EXTRACTED TEXT:
-- start --
Following Christ“For example.”  This is one of those phrases that tends to get listeners leaning in during a sermon.  People want to know “what it looks like” to apply the Bible to their lives.  Consequently we tend to offer examples to copy.  Sometimes the person is not identified, sometimes it is someone famous, other times someone known personally.  Sometimes it is even Jesus.

Having an example to copy is usually appreciated, but it is not always helpful.  There is always a danger that the form may be copied, but without the motive.  In fact, the notion of wearing a mask is troublesome in church world (not least because we can generate a culture that seems to require it!)

But having an example to copy is not all bad.

Paul told the Corinthians, “be imitators of me, as I am of Christ.”  He told the Philippians to “join in imitating me, and keep your eyes on those who walk according to the example you have in us.”  He affirmed the Thessalonians for becoming imitators of Paul and his team.  The writer to the Hebrews urges them to imitate the faith of their leaders.  John tells the church to imitate good, for whoever does good is from God, but those who do evil have not seen God.

There is definitely a place for examples in the Christian life.  In fact, it is at the very core of our calling.

Jesus, the Rabbi extraordinaire, called the most unlikely folk to follow him.  These weren’t the elite boys with stacks of scrolls and wire-rimmed glasses that had sat at the front in the synagogue school and impressed the rabbi enough to be able to ask to follow him.  When that day came, these particular boys slipped away and back to the shores to work with their Dads in the family business.  Not the worst option in life, but not the elite option.  They left behind the brightest and best to be followers of the rabbi.
-- end --
DATA ENTRIES:
-- start --
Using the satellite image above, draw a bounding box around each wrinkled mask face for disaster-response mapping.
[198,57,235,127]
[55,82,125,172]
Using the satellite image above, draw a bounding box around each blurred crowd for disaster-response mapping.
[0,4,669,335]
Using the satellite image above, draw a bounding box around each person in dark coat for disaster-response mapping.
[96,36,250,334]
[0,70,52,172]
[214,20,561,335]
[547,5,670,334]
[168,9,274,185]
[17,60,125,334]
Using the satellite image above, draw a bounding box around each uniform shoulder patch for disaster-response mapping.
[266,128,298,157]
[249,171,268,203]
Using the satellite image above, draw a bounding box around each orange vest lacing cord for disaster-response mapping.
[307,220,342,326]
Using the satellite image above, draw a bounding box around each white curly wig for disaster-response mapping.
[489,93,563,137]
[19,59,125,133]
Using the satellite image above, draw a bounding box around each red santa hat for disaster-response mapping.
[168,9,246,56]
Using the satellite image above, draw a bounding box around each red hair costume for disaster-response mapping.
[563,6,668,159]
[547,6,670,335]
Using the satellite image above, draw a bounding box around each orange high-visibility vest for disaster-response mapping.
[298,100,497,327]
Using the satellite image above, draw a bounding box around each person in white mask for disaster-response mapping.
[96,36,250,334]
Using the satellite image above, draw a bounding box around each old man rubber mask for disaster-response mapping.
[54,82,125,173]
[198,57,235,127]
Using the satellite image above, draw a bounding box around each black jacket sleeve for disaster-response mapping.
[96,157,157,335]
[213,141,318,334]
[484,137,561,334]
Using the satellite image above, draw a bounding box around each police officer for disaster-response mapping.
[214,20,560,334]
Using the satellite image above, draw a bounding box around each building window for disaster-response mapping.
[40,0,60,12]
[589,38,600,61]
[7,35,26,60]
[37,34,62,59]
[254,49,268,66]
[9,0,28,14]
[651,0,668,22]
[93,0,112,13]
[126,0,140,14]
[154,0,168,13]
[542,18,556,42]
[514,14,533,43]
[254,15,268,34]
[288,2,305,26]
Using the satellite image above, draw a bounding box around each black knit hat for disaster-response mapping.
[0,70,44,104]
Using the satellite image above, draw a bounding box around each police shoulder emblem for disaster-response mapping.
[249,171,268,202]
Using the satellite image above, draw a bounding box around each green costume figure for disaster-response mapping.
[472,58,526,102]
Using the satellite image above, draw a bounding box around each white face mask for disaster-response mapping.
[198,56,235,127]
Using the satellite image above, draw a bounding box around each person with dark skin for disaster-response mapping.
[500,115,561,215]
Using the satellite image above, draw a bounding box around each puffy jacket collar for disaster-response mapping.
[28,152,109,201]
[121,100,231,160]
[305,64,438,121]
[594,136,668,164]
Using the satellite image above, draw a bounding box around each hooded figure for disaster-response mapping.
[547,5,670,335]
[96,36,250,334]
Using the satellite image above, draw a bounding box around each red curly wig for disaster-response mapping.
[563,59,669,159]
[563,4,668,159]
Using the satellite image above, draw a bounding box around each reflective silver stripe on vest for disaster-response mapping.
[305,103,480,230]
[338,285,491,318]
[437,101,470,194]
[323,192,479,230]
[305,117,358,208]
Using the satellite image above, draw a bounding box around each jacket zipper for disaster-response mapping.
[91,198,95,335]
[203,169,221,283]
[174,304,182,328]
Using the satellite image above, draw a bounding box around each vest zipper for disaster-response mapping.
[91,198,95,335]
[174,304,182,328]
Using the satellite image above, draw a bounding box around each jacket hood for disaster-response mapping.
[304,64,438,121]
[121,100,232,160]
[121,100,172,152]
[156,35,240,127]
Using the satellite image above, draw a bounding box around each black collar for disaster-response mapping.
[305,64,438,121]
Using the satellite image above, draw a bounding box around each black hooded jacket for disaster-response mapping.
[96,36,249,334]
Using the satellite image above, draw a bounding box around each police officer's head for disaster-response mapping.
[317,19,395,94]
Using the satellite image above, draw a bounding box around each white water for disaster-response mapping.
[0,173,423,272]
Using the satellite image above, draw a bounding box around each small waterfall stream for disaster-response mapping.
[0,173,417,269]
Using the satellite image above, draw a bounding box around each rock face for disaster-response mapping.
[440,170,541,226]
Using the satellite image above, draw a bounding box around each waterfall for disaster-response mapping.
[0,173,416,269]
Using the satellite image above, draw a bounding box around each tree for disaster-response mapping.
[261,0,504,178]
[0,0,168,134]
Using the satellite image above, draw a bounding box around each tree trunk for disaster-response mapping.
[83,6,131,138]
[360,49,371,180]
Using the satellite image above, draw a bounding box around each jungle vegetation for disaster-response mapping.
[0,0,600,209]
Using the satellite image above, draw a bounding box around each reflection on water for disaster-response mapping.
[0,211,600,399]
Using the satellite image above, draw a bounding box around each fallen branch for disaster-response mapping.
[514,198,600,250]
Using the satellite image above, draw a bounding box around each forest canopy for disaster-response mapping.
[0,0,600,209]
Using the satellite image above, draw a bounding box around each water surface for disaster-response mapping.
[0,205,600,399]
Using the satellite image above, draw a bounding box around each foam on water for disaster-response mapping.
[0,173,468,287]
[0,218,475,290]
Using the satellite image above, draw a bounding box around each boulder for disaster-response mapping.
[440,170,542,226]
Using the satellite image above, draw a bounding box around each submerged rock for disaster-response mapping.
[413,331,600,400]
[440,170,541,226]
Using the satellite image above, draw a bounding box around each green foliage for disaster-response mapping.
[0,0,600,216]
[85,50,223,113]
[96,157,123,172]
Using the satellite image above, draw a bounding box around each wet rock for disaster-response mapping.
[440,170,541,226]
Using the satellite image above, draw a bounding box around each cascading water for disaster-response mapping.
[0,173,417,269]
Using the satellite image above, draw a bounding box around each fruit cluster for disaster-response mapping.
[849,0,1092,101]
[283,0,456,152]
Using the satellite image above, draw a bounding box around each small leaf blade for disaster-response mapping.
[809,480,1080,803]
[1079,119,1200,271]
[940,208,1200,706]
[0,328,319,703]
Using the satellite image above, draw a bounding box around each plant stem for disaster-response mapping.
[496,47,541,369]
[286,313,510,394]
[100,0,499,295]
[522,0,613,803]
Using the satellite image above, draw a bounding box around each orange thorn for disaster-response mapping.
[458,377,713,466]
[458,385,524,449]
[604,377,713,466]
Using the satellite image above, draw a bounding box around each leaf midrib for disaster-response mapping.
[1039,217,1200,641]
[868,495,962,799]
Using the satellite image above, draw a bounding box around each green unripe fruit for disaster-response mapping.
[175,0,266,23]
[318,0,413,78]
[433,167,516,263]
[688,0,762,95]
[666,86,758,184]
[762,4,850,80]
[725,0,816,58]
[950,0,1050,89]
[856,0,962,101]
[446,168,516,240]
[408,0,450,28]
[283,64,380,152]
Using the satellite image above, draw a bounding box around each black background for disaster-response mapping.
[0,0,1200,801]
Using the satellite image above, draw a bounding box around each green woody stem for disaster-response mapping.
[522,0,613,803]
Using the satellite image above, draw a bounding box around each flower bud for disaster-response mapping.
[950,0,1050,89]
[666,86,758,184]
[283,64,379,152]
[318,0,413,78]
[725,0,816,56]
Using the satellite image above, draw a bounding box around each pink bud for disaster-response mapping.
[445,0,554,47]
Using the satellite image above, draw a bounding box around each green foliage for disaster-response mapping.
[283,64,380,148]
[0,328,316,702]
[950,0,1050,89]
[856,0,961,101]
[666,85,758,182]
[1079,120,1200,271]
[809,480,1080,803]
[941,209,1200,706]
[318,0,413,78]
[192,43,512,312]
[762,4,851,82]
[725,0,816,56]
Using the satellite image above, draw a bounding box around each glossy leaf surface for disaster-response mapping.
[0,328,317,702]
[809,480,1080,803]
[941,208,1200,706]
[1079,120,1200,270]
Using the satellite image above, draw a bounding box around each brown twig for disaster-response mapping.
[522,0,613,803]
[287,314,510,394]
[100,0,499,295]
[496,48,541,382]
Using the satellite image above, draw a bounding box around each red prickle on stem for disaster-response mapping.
-- end --
TASK STATEMENT: Reproduce verbatim the stretch of the piece on following Christ from "Having an example to copy is usually" through "not all bad.".

OUTPUT FOR THIS EXERCISE:
Having an example to copy is usually appreciated, but it is not always helpful.  There is always a danger that the form may be copied, but without the motive.  In fact, the notion of wearing a mask is troublesome in church world (not least because we can generate a culture that seems to require it!)

But having an example to copy is not all bad.